- Задание -
Перенесите в двухстолбцовый CSV записи от строки с «the white sign» до конца записей включительно, по одной строке на запись: в столбец prompt поместите её текст, а в столбец target поместите ответ. Каждое значение должно занимать одно поле в кавычках, переносы строк внутри него замените пробелами.

Записи для разметки местоположений:
★ ★ ★
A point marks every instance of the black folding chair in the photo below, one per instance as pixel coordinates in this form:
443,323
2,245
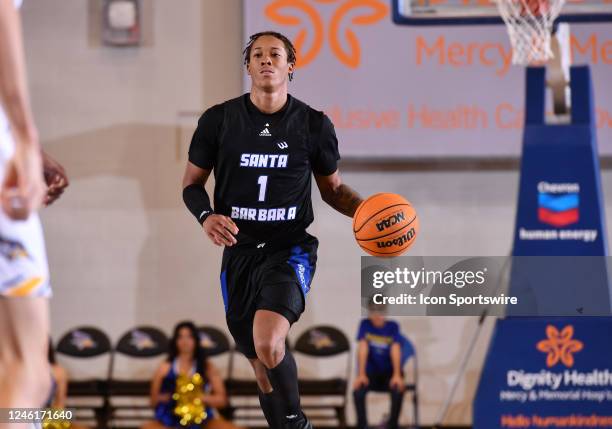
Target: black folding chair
132,368
324,342
85,353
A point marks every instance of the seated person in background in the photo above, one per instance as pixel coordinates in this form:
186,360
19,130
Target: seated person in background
59,386
185,358
379,364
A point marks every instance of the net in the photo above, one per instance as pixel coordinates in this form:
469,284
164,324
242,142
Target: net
530,25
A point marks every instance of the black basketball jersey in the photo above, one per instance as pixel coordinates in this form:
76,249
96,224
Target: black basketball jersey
263,164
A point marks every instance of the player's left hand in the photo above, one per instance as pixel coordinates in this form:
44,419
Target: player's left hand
22,189
396,383
55,178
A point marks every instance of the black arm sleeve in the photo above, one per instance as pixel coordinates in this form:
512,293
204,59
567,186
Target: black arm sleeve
204,143
325,153
197,201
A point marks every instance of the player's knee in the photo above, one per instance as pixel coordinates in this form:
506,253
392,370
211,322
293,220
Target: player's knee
32,378
263,382
261,376
270,351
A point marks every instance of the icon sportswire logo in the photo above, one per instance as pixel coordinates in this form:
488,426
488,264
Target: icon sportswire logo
305,15
560,346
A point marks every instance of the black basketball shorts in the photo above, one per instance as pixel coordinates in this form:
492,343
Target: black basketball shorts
265,277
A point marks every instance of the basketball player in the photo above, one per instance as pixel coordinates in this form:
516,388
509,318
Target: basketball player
24,283
263,147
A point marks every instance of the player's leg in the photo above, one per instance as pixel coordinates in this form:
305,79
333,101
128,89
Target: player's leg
152,424
397,399
359,399
219,423
269,332
25,378
269,400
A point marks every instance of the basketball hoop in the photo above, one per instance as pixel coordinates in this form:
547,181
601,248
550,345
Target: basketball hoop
530,24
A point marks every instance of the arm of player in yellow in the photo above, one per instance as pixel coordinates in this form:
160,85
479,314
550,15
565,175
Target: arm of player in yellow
23,187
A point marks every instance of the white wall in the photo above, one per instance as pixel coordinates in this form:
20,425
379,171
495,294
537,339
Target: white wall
123,249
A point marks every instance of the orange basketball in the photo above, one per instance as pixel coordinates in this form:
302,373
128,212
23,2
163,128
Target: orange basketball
385,225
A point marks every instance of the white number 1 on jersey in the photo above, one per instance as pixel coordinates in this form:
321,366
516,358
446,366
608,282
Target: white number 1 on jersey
263,181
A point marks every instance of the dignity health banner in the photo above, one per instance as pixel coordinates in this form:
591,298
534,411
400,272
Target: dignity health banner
547,374
398,91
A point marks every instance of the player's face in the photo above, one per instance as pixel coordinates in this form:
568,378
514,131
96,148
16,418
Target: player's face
185,342
268,66
377,318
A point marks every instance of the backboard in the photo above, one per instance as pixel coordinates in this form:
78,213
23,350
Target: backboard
477,12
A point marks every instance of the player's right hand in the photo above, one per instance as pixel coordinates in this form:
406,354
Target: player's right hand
23,188
221,230
361,380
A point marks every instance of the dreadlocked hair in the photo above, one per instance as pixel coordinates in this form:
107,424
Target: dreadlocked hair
291,53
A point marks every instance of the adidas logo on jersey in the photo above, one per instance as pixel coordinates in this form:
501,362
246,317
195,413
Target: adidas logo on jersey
265,132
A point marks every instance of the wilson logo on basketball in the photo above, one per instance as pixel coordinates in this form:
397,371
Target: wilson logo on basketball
390,221
399,241
305,15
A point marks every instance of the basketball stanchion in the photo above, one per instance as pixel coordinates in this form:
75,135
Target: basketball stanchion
502,285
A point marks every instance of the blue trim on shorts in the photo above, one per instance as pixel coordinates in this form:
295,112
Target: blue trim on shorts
300,262
224,288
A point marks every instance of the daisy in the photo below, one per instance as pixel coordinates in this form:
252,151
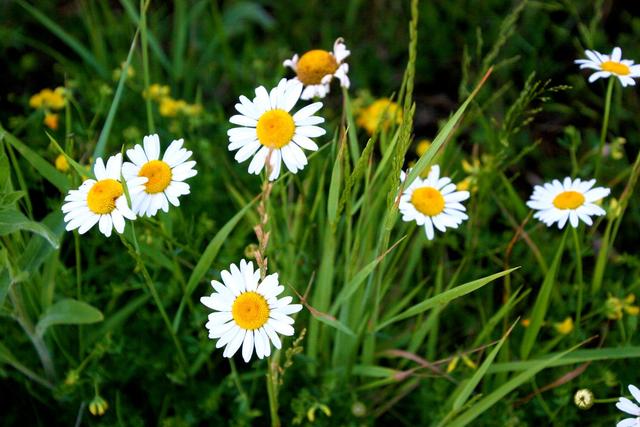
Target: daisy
626,405
165,177
102,200
567,200
433,202
248,313
607,66
268,130
317,67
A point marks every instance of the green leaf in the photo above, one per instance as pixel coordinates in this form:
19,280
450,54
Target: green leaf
445,297
485,403
69,40
204,263
542,302
468,386
12,220
68,312
43,167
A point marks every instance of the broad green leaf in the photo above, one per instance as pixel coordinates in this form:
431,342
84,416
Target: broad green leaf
468,386
68,312
542,302
12,220
204,263
579,356
445,297
491,399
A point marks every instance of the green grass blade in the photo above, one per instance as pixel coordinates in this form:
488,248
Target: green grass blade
74,44
542,302
207,258
445,297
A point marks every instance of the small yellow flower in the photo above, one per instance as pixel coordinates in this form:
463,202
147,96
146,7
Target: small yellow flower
98,406
51,121
565,327
170,107
49,99
156,92
382,112
61,163
422,147
453,364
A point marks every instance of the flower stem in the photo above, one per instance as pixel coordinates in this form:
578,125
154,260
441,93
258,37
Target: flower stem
576,244
605,126
272,388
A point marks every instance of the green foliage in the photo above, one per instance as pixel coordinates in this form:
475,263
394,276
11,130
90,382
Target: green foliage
397,329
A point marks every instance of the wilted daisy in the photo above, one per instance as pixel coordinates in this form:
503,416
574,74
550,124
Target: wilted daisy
626,405
571,200
610,65
101,200
165,177
316,68
269,130
247,312
433,202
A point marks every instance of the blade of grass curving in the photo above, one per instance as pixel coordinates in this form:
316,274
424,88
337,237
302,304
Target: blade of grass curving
468,386
43,167
207,258
106,130
74,44
445,297
542,302
485,403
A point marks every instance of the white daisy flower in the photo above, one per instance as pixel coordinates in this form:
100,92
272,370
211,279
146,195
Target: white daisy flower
101,200
316,68
610,65
270,131
248,313
165,177
626,405
571,200
433,202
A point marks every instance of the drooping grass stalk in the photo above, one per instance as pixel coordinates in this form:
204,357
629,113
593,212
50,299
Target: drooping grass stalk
605,127
578,256
145,64
134,251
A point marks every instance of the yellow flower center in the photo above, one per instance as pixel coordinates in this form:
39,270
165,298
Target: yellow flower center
250,310
275,128
568,200
314,65
428,200
103,195
615,68
158,174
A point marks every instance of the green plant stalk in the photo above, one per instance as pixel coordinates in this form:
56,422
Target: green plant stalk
605,126
145,64
135,254
272,388
579,273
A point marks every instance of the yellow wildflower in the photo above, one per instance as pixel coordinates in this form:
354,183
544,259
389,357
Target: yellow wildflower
61,163
565,327
422,147
383,112
156,92
49,99
170,107
98,406
51,121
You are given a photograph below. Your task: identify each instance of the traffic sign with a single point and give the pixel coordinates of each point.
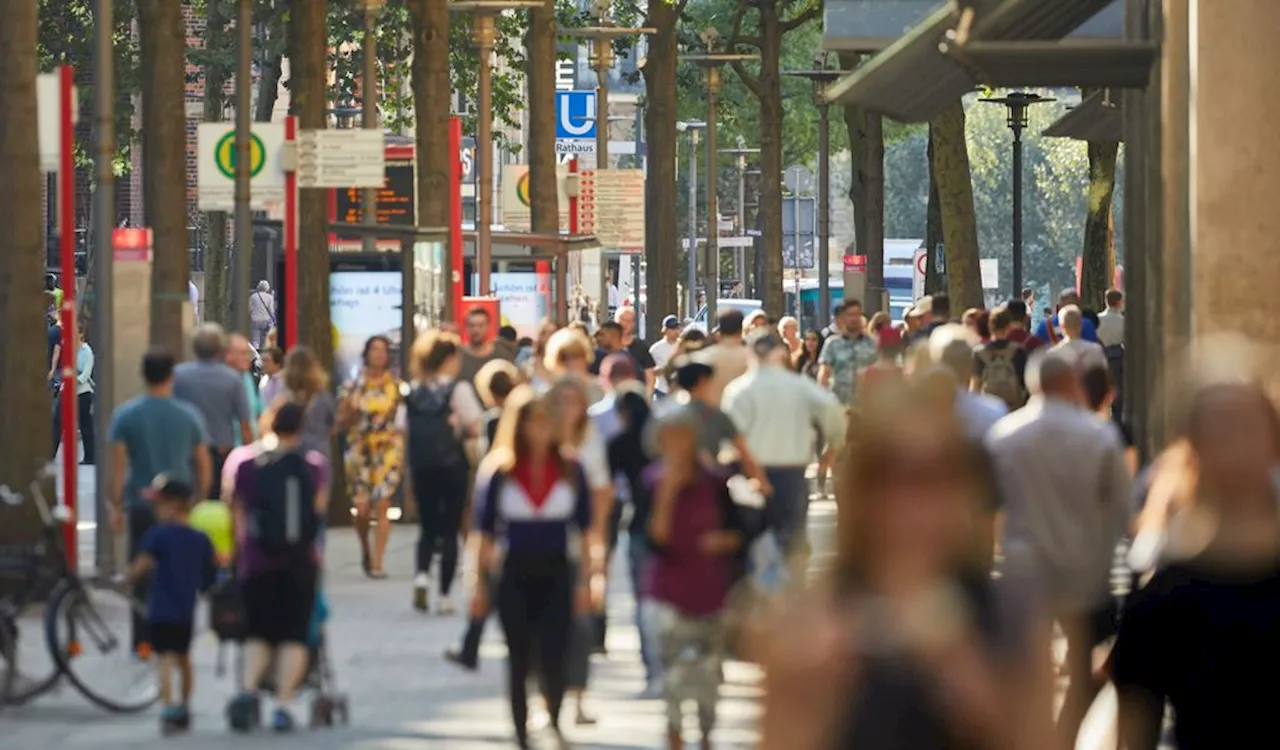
(575, 115)
(611, 206)
(215, 165)
(49, 122)
(353, 158)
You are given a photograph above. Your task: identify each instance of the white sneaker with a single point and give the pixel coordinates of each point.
(421, 593)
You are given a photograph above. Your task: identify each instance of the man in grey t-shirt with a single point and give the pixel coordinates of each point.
(218, 393)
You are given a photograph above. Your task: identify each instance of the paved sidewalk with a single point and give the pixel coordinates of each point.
(403, 695)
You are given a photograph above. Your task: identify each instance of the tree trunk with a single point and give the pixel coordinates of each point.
(164, 164)
(216, 305)
(24, 408)
(1098, 257)
(659, 195)
(932, 228)
(955, 201)
(771, 156)
(540, 72)
(430, 81)
(867, 188)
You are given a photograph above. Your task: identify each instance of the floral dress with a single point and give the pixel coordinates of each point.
(375, 446)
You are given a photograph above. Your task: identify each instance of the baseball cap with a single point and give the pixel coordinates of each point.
(168, 488)
(766, 342)
(618, 366)
(890, 337)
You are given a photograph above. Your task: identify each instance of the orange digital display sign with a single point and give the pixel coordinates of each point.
(396, 200)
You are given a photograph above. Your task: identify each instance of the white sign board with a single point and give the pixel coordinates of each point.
(215, 165)
(49, 122)
(990, 268)
(918, 266)
(515, 197)
(353, 158)
(611, 206)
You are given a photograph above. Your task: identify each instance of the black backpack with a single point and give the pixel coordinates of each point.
(433, 443)
(283, 520)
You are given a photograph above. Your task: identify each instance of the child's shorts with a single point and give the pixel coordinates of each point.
(170, 638)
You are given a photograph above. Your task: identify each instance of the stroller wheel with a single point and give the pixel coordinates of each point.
(321, 712)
★ ★ ★
- Ответ -
prompt,target
"You are given a photograph above. Your task: identify each instance of the white sign board with a single point and give the pixel coordinates of each point.","(215, 165) (49, 122) (990, 268) (918, 266) (515, 197) (353, 158) (611, 206)"
"You are given a photograph above. Your task: identify each instance of the black backpack with a single point and give the pixel coordinates of each point.","(433, 443) (283, 520)"
"You are given a photograph above. Your task: identify each instance of the child's shorts with a single point and give the pixel coordinates of each point.","(170, 638)"
"You are given a photograph above. Your task: identify each instance of the stroller wheel with a single point and give the pixel coordinates of each point.","(321, 712)"